→ **Problem description**
Report how many lines below contain the word "carriage", giving the number and no other words.

→ **Material provided**
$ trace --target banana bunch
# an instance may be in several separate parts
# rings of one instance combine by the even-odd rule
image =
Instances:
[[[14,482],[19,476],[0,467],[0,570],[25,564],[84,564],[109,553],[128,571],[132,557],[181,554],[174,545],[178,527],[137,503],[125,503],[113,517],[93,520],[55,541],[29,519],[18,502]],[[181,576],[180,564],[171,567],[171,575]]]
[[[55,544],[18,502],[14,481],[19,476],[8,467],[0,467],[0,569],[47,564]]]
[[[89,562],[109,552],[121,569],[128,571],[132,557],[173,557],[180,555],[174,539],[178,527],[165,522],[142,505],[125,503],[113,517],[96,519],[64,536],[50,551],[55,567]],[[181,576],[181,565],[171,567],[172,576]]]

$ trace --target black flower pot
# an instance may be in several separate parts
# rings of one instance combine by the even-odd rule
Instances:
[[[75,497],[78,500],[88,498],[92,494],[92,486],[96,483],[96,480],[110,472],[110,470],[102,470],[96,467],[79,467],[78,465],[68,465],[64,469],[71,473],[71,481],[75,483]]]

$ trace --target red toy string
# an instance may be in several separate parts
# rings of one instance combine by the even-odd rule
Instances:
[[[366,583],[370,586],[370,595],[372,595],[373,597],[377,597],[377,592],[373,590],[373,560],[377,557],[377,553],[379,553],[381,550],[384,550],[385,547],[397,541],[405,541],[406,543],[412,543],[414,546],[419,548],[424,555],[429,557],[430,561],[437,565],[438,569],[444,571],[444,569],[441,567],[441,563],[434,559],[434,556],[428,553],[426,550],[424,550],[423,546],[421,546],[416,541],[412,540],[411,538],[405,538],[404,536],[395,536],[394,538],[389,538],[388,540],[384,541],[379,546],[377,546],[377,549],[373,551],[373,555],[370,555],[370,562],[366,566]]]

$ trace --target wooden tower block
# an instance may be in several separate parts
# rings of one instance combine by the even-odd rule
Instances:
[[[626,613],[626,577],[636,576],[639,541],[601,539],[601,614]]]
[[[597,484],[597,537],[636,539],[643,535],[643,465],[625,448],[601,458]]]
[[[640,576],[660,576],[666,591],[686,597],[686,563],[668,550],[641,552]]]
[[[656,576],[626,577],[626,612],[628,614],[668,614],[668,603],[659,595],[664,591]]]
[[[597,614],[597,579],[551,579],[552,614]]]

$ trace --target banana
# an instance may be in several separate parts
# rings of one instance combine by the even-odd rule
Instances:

--

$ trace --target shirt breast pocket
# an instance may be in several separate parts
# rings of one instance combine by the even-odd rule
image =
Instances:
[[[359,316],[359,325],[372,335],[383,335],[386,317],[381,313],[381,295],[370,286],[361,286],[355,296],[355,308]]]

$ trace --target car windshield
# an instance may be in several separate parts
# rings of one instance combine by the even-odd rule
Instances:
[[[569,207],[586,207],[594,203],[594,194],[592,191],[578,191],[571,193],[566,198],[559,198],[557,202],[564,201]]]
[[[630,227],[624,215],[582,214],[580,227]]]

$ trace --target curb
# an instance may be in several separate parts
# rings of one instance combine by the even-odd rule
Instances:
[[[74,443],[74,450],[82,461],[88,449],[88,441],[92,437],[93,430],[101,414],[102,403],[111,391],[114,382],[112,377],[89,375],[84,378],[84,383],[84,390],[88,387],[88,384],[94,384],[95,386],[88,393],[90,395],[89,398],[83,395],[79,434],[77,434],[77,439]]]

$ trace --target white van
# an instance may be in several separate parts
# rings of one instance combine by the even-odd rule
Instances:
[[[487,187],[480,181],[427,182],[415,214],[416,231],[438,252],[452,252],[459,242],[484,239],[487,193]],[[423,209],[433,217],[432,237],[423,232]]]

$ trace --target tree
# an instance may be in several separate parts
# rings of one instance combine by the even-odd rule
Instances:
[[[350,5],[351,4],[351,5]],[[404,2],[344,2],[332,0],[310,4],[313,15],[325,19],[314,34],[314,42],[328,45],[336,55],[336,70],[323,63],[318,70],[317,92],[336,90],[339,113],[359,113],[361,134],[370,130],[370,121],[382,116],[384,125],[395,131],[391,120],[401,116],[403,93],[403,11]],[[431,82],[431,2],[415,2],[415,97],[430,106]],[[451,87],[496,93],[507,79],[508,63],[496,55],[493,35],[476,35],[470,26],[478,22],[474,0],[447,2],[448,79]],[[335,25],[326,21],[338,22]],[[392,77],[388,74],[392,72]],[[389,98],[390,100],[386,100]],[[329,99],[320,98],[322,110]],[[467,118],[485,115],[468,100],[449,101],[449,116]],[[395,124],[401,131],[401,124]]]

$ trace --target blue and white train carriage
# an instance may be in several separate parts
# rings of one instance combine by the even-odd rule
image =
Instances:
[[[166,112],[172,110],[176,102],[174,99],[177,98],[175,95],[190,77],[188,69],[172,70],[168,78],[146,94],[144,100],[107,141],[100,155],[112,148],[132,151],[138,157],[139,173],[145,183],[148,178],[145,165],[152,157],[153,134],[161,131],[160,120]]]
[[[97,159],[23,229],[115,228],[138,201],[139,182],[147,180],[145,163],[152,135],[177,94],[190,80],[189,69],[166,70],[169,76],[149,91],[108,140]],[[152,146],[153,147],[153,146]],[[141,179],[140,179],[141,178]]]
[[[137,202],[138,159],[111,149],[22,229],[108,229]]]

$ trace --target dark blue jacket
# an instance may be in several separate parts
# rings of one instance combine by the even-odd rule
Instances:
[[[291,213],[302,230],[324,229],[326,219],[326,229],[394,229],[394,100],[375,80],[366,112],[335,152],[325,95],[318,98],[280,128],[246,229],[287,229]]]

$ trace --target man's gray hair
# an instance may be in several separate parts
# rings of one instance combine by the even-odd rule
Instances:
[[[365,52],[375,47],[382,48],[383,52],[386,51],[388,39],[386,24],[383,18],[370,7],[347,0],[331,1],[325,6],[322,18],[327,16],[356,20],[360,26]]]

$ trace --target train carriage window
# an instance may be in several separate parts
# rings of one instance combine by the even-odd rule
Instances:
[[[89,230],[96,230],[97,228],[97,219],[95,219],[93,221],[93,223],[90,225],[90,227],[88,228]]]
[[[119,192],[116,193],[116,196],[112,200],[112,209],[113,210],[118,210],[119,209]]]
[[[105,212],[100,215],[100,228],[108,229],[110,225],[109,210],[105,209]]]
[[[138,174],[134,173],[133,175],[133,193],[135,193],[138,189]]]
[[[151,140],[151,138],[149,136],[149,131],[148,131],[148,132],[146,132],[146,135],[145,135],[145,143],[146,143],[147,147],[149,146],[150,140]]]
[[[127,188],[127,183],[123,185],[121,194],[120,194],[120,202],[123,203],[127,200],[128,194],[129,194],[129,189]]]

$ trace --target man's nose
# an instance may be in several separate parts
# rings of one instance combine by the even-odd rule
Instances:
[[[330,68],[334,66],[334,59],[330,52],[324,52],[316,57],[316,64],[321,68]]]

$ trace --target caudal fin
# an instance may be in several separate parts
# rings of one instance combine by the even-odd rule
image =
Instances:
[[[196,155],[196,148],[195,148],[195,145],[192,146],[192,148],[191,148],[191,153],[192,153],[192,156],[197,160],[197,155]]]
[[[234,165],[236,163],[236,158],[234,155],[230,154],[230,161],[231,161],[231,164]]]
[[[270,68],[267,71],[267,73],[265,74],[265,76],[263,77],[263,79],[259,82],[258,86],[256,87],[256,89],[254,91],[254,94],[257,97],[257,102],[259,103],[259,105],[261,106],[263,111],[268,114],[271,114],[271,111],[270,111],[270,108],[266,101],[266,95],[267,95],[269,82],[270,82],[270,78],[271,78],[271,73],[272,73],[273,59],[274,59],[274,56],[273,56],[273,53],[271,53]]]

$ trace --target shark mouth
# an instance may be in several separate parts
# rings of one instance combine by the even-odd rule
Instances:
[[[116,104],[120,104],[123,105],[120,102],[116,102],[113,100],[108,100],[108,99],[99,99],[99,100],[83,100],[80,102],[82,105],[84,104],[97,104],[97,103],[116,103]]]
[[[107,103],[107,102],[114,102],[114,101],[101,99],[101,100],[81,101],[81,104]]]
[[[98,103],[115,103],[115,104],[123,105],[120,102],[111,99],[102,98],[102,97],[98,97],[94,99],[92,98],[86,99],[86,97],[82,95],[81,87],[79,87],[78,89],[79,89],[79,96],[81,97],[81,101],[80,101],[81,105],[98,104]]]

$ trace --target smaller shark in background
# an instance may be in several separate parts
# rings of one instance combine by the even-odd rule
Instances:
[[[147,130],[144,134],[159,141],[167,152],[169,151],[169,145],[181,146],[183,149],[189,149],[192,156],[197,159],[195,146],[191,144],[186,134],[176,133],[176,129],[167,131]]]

==

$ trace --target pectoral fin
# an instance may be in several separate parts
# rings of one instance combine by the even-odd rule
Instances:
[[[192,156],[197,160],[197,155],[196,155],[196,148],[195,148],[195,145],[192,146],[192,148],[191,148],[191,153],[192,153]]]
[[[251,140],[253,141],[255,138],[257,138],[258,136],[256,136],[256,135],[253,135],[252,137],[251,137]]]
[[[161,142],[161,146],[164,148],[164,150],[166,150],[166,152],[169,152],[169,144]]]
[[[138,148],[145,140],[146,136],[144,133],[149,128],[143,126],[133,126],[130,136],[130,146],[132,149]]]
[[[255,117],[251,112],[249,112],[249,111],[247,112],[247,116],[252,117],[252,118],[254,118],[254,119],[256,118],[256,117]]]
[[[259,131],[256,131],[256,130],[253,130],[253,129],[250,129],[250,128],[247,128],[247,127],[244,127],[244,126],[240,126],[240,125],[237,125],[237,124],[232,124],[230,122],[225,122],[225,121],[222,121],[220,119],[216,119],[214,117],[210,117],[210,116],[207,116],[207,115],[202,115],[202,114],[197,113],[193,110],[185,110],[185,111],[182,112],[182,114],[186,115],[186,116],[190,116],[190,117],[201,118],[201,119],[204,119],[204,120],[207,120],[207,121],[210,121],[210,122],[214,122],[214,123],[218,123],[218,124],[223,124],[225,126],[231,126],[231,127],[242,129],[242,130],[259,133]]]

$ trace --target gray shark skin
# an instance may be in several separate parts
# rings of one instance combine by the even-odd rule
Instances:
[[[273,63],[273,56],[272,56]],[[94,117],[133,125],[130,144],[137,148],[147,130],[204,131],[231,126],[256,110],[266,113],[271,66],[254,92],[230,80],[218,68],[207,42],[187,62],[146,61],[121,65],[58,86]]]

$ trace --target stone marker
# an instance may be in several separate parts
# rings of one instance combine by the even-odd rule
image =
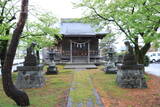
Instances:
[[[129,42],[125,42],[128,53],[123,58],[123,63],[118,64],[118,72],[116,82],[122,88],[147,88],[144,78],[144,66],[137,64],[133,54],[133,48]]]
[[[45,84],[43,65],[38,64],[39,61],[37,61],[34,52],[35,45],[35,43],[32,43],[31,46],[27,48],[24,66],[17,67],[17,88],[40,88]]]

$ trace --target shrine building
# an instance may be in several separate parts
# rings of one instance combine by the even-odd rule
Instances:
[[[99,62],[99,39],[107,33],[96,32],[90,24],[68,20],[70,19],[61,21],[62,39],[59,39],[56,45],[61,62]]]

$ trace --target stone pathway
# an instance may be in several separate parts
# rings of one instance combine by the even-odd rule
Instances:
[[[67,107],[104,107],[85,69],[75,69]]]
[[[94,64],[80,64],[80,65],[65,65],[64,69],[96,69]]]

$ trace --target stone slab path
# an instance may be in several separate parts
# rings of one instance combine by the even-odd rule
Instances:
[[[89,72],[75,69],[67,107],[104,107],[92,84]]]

→ **Result**
2